*Point localization data*
────────────────

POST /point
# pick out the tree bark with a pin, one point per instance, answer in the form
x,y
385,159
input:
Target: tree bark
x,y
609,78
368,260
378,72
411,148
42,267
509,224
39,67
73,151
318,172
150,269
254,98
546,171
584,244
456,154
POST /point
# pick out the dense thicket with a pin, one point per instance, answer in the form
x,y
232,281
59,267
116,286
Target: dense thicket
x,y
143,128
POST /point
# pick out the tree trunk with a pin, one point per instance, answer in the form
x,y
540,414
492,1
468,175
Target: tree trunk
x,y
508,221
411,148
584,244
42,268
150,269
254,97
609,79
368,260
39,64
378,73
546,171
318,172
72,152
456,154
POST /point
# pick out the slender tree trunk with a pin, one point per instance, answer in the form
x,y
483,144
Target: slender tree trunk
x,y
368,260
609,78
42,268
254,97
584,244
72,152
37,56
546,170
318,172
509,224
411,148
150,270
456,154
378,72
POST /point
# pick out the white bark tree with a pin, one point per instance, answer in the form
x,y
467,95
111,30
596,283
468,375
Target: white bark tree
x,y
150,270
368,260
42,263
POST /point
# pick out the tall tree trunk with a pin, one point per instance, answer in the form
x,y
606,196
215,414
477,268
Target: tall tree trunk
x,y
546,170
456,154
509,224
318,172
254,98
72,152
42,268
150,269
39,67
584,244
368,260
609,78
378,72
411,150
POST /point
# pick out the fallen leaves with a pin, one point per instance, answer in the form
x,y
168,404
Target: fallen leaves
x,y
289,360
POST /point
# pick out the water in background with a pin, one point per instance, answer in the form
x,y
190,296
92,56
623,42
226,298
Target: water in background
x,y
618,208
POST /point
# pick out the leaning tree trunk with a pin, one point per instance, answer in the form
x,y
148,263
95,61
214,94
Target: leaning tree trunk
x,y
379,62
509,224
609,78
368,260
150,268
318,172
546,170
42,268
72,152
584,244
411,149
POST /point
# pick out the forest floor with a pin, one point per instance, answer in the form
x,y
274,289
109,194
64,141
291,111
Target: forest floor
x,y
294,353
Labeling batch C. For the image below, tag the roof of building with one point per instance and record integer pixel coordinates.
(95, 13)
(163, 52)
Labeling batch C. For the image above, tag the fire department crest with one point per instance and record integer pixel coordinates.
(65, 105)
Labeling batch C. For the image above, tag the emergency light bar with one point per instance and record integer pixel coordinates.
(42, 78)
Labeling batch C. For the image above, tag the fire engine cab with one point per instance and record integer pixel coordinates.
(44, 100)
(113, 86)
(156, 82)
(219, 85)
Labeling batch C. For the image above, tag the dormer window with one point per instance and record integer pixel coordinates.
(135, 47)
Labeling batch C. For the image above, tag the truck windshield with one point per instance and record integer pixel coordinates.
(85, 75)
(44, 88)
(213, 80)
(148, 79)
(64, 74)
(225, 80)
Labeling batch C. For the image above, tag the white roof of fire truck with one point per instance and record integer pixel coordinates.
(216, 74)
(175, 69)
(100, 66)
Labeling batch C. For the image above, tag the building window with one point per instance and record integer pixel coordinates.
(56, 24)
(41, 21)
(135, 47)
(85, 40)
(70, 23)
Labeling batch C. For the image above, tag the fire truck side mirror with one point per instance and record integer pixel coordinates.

────────────────

*Task instructions*
An exact written copy of every entry is the required answer.

*Written reply*
POST /point
# pick out the tree bark with a pin, one point per instance, answer in the form
x,y
385,159
input:
Target: tree bark
x,y
609,78
368,260
378,72
411,148
42,267
509,224
39,67
73,151
318,172
150,269
254,98
546,171
584,244
456,154
POST /point
# pick out the dense thicket with a pin, one point per instance, answer in the form
x,y
232,281
59,267
116,286
Target: dense thicket
x,y
143,128
POST /point
# pick out the tree trunk with a pin, one point per instance, answer in the form
x,y
540,414
492,1
468,175
Target: tree trunk
x,y
508,221
411,148
584,244
42,268
150,269
254,97
609,79
368,260
39,64
378,73
546,171
318,172
72,152
456,154
POST /point
# pick out the slender tree trunk with a pin, one point per instance, answer in the form
x,y
483,144
Target: slender tree trunk
x,y
368,260
609,78
42,268
254,97
584,244
72,152
37,56
546,170
318,172
509,224
411,148
150,270
456,154
378,72
POST /point
# pick out the white bark tree with a pin, one point per instance, answer in the form
x,y
467,95
111,30
596,283
468,375
Target: white bark tree
x,y
150,270
368,260
42,263
POST /point
# pick out the tall tree trunk with a pin, one point per instance, answer in the form
x,y
606,196
215,414
477,268
Target: tall tree trunk
x,y
546,170
456,154
509,224
318,172
254,98
72,152
42,268
150,269
39,67
584,244
368,260
609,78
378,72
411,150
POST /point
# pick out the fallen leaves with a pin, one point per instance, answer in the form
x,y
168,404
Target: fallen leaves
x,y
289,360
POST /point
# pick out the water in background with a pin, one point per instance, answer in the form
x,y
190,296
92,56
623,42
226,298
Target: water in background
x,y
618,208
POST /point
# pick out the leaning tree trunk with a pin, one point per instance, answer in the form
x,y
148,263
95,61
214,94
Target: leaning tree trunk
x,y
379,62
509,224
609,78
368,260
150,268
318,172
546,170
42,268
72,152
584,244
411,149
POST /point
# pick out the forest floor with a pin, one point per instance, answer in the form
x,y
274,289
109,194
64,141
291,111
Target: forest floor
x,y
294,353
Labeling batch C. For the image below, tag the roof of building with one point per instance and record integer pixel coordinates.
(95, 13)
(163, 52)
Labeling batch C. For the image above, tag the fire department crest with one point per instance and record integer pixel coordinates.
(65, 105)
Labeling batch C. For the image above, tag the emergency light bar with one point per instance and record integer pixel coordinates.
(42, 78)
Labeling batch C. For the image above, tag the fire engine cab with one point per instance and record integer pixel coordinates.
(44, 100)
(113, 86)
(156, 82)
(219, 85)
Labeling batch C. For the image above, tag the dormer window with one point per instance and record integer pixel coordinates.
(135, 47)
Labeling batch C. For the image above, tag the truck windshield with one point per instance and record integer pixel coordinates.
(85, 75)
(44, 88)
(213, 80)
(148, 79)
(64, 74)
(225, 80)
Labeling batch C. For the image above, tag the white roof of fire truck with one point per instance and record integer pixel coordinates.
(216, 74)
(175, 69)
(100, 66)
Labeling batch C. For the image above, tag the building window with one point per instance and record integer pixel coordinates.
(56, 24)
(41, 21)
(135, 47)
(85, 40)
(70, 23)
Labeling batch C. For the image above, tag the fire truck side mirror with one point per instance and record integer pixel coordinates.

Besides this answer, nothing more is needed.